=== Task material ===
☆ ☆ ☆ ☆

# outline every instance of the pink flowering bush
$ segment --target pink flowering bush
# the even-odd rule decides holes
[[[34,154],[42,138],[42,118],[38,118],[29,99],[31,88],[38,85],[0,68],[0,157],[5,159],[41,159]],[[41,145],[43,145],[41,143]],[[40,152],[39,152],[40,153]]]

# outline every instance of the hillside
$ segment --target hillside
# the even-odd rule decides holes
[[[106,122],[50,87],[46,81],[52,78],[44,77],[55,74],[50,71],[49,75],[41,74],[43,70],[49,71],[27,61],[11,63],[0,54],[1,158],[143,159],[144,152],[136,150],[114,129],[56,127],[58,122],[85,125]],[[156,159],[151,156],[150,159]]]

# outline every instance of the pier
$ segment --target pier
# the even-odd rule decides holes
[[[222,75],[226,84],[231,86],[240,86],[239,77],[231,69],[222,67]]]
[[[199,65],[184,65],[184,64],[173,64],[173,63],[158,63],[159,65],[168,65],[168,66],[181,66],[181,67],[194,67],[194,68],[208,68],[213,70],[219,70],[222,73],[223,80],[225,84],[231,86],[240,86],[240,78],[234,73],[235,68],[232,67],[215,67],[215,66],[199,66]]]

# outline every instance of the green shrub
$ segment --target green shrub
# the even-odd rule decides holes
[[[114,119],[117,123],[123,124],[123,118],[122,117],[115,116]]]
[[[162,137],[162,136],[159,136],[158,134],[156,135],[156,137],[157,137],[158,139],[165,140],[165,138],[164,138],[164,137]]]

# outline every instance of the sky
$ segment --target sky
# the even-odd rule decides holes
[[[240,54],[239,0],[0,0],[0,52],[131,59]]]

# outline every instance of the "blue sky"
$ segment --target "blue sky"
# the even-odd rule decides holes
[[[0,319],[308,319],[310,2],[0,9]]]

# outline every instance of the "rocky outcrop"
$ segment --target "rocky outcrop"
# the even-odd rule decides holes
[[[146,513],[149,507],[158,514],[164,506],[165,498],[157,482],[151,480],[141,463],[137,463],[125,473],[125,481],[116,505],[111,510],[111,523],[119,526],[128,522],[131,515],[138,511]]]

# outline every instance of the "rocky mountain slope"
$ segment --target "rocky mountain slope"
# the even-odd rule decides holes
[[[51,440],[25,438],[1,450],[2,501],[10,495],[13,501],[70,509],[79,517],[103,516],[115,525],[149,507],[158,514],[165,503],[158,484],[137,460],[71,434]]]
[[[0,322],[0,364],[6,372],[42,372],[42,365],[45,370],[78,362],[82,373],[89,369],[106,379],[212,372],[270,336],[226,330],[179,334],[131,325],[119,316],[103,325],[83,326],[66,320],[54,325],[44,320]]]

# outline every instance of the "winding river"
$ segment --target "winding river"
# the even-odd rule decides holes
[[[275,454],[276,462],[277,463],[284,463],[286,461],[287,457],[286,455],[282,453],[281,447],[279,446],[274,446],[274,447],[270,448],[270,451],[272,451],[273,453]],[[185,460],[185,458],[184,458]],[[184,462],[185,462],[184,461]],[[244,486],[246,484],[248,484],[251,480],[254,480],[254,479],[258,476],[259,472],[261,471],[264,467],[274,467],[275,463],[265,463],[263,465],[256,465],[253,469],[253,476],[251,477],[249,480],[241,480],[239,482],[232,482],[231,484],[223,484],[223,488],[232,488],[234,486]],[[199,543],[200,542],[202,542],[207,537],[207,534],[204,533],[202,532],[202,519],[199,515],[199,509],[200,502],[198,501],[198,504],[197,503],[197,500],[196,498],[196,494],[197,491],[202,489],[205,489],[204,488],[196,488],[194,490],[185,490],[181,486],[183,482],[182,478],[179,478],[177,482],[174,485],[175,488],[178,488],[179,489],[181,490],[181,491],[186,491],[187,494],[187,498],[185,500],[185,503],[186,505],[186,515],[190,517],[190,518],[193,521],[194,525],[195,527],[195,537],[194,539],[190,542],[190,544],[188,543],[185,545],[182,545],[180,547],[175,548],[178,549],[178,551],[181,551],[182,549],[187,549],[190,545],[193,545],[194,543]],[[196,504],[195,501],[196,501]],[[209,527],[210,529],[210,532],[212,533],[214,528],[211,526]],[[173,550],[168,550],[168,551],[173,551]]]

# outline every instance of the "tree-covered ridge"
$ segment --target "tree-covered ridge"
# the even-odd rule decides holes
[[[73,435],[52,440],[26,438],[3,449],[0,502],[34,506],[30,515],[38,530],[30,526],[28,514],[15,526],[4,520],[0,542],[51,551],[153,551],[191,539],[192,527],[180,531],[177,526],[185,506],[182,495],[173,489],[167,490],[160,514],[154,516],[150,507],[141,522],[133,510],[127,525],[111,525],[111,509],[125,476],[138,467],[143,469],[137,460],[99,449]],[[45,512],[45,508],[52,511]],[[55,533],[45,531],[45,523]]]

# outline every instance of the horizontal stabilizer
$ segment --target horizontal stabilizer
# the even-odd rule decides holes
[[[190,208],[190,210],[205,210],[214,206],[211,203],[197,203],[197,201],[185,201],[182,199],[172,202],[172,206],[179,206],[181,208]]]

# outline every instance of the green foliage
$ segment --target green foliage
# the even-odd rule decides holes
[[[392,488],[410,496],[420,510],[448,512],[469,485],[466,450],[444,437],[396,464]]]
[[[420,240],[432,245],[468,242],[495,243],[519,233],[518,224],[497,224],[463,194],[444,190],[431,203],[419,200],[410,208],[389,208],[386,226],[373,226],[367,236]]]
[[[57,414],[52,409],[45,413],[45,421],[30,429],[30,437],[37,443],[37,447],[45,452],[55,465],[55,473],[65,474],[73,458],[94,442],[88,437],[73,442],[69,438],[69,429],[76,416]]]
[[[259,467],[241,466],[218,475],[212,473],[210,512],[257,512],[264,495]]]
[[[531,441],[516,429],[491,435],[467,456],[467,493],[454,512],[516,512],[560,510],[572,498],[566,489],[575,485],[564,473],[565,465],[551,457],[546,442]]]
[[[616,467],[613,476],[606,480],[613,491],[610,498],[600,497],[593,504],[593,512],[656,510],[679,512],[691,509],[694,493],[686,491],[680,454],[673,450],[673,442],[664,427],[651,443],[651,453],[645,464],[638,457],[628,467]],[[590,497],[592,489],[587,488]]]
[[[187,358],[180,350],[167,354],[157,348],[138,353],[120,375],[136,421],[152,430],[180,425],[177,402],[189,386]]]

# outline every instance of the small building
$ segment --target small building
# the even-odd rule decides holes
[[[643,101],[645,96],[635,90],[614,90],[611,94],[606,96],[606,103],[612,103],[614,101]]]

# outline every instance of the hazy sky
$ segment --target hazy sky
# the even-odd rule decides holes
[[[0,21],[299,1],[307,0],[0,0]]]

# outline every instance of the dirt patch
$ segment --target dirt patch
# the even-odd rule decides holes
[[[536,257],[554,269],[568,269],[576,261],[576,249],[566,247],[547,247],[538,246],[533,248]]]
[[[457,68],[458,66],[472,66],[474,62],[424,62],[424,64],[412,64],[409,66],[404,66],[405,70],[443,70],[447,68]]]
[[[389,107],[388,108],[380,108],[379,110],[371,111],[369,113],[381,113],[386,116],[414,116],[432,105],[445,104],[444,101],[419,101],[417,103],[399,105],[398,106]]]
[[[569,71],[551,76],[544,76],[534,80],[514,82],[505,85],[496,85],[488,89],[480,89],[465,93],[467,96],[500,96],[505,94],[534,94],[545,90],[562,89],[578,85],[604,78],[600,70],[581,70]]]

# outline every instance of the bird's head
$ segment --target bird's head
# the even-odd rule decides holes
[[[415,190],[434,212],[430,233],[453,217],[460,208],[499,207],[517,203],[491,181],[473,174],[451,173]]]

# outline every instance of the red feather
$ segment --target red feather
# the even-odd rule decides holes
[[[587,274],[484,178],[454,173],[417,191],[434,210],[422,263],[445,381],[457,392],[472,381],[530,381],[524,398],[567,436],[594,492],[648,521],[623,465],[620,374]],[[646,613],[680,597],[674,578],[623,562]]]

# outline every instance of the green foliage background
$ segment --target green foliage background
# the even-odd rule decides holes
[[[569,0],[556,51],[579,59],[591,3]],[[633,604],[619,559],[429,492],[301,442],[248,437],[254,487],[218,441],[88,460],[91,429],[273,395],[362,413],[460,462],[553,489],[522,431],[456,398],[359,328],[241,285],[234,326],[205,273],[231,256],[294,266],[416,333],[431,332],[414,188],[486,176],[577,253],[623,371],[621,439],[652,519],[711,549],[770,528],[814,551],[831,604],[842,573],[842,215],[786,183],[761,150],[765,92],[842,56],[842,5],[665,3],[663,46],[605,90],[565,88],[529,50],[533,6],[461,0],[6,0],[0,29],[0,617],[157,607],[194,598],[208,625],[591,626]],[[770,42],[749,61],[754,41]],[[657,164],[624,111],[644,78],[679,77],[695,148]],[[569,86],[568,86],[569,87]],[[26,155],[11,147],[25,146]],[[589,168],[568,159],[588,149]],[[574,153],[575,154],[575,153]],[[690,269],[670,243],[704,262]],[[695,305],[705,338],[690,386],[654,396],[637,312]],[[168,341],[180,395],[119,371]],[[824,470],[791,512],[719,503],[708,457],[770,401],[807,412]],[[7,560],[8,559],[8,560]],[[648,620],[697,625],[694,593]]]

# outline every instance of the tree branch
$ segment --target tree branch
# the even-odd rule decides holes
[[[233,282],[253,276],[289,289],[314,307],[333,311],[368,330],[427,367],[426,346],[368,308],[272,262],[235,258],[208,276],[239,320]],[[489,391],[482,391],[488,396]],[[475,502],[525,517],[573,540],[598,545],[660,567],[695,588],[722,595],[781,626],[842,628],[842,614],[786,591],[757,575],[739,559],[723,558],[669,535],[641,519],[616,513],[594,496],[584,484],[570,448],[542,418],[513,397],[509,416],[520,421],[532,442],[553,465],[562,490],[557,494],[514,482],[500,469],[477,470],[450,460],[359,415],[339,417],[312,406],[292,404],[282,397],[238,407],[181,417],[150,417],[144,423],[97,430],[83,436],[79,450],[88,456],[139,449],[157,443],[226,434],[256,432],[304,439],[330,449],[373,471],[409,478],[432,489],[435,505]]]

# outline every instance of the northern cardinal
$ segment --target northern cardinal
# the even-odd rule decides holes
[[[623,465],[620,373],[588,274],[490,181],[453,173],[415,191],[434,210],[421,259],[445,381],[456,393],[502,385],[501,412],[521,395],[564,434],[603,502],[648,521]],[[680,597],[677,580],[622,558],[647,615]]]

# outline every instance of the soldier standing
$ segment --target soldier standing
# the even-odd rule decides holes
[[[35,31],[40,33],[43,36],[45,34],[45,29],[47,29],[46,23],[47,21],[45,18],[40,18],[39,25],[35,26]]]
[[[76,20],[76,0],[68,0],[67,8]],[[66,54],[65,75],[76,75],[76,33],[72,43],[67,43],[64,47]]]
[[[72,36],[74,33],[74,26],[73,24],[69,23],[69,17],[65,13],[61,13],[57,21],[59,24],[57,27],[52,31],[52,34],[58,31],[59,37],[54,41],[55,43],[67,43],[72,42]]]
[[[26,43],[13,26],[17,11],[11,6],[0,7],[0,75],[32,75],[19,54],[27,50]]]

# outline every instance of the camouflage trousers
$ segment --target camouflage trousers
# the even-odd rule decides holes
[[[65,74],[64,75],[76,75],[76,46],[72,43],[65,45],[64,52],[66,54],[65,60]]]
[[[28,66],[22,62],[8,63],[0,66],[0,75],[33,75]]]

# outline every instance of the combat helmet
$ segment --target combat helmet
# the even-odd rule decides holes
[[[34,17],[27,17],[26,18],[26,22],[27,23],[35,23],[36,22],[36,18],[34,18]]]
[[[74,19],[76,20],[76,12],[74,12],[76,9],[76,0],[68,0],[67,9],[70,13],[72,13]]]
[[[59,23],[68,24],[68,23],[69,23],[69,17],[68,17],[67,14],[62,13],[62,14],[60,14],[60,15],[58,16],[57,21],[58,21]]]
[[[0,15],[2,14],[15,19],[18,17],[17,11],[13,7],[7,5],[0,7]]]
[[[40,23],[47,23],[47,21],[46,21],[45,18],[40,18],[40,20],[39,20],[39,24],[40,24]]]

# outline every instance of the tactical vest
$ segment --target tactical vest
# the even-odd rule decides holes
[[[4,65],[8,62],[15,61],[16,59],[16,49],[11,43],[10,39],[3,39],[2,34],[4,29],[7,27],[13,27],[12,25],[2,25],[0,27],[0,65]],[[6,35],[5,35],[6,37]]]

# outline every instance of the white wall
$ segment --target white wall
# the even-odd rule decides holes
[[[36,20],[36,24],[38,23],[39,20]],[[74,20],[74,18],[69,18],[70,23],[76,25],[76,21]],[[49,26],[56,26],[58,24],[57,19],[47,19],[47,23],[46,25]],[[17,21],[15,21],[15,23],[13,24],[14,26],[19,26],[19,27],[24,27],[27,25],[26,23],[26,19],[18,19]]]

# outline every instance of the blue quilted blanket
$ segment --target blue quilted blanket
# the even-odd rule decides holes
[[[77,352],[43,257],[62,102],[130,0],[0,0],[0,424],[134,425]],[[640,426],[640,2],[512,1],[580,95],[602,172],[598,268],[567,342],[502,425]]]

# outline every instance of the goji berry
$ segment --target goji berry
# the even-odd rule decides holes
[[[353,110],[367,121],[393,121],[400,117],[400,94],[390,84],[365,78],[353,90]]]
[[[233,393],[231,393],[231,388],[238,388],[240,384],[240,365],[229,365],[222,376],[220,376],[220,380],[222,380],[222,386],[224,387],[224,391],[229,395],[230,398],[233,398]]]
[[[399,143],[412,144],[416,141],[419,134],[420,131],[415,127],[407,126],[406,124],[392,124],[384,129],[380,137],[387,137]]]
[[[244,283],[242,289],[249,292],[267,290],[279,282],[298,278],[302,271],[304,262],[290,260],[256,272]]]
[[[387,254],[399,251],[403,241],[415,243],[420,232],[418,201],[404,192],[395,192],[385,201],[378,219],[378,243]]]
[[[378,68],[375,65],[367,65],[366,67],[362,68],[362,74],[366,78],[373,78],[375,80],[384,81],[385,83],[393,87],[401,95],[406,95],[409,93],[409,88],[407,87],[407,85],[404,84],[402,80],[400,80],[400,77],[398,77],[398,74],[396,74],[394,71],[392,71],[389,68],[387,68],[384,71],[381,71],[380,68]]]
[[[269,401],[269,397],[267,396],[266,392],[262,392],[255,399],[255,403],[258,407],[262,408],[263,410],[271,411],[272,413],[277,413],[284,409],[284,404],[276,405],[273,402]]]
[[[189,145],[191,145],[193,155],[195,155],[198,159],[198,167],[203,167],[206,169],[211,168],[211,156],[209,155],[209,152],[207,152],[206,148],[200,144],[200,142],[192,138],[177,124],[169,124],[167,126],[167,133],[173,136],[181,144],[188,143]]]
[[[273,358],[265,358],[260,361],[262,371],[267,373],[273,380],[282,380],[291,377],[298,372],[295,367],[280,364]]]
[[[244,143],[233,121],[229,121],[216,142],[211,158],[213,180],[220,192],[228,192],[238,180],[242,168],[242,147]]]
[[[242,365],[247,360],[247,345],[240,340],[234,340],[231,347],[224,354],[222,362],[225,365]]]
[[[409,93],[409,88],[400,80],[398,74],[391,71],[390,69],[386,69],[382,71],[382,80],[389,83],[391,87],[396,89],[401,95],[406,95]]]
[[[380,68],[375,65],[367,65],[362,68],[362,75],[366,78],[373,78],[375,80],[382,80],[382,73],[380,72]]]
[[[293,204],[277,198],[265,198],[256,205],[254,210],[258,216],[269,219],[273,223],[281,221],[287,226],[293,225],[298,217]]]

☆ ☆ ☆ ☆

=== Challenge ===
Please pick out every line in the entries above that contains the word "northern", and copy each of those lines in full.

=== The response ===
# outline every instance of the northern cardinal
$ segment --target northern cardinal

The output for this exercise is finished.